Requisiti del problema ->
Trascrivi parola per parola tutte le righe riportate di seguito, omettendo le immagini.

Dati di partenza ->
○ ○ ○

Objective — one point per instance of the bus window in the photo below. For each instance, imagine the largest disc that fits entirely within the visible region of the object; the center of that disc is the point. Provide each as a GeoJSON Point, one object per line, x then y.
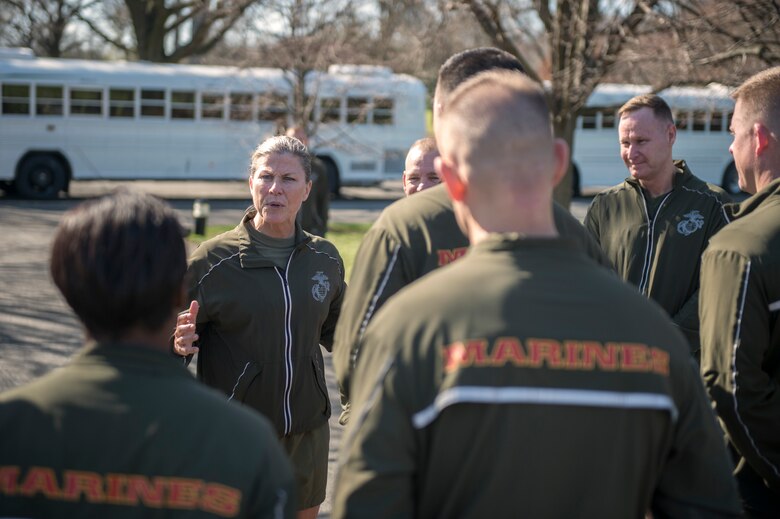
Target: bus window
{"type": "Point", "coordinates": [681, 120]}
{"type": "Point", "coordinates": [699, 121]}
{"type": "Point", "coordinates": [16, 99]}
{"type": "Point", "coordinates": [383, 111]}
{"type": "Point", "coordinates": [182, 104]}
{"type": "Point", "coordinates": [152, 103]}
{"type": "Point", "coordinates": [86, 102]}
{"type": "Point", "coordinates": [272, 107]}
{"type": "Point", "coordinates": [48, 100]}
{"type": "Point", "coordinates": [121, 102]}
{"type": "Point", "coordinates": [716, 122]}
{"type": "Point", "coordinates": [212, 106]}
{"type": "Point", "coordinates": [588, 117]}
{"type": "Point", "coordinates": [330, 109]}
{"type": "Point", "coordinates": [241, 106]}
{"type": "Point", "coordinates": [608, 119]}
{"type": "Point", "coordinates": [357, 110]}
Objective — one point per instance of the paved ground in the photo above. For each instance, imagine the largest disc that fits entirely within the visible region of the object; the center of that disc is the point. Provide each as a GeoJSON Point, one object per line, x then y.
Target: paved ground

○ ○ ○

Risposta proposta ->
Objective — one point per instance of the bus window in the photo below. For each instance, imagine the largest disc that fits entirely within the visible region of the object; the center of that disc is the point. Provide each as a GeoJSON Point, one object per line, x then y.
Target: bus window
{"type": "Point", "coordinates": [681, 120]}
{"type": "Point", "coordinates": [699, 121]}
{"type": "Point", "coordinates": [16, 99]}
{"type": "Point", "coordinates": [383, 111]}
{"type": "Point", "coordinates": [182, 104]}
{"type": "Point", "coordinates": [152, 103]}
{"type": "Point", "coordinates": [86, 102]}
{"type": "Point", "coordinates": [272, 107]}
{"type": "Point", "coordinates": [48, 100]}
{"type": "Point", "coordinates": [121, 102]}
{"type": "Point", "coordinates": [716, 122]}
{"type": "Point", "coordinates": [212, 106]}
{"type": "Point", "coordinates": [588, 117]}
{"type": "Point", "coordinates": [330, 109]}
{"type": "Point", "coordinates": [241, 106]}
{"type": "Point", "coordinates": [608, 119]}
{"type": "Point", "coordinates": [357, 110]}
Objective — one point per instance of the paved ground in the photo above. For each instance, imagine the largest disc that fits entirely within the visible region of the object; the center of that disc is the point. Provide each as a GeoJSON Point, one object per line, x then y.
Target: paved ground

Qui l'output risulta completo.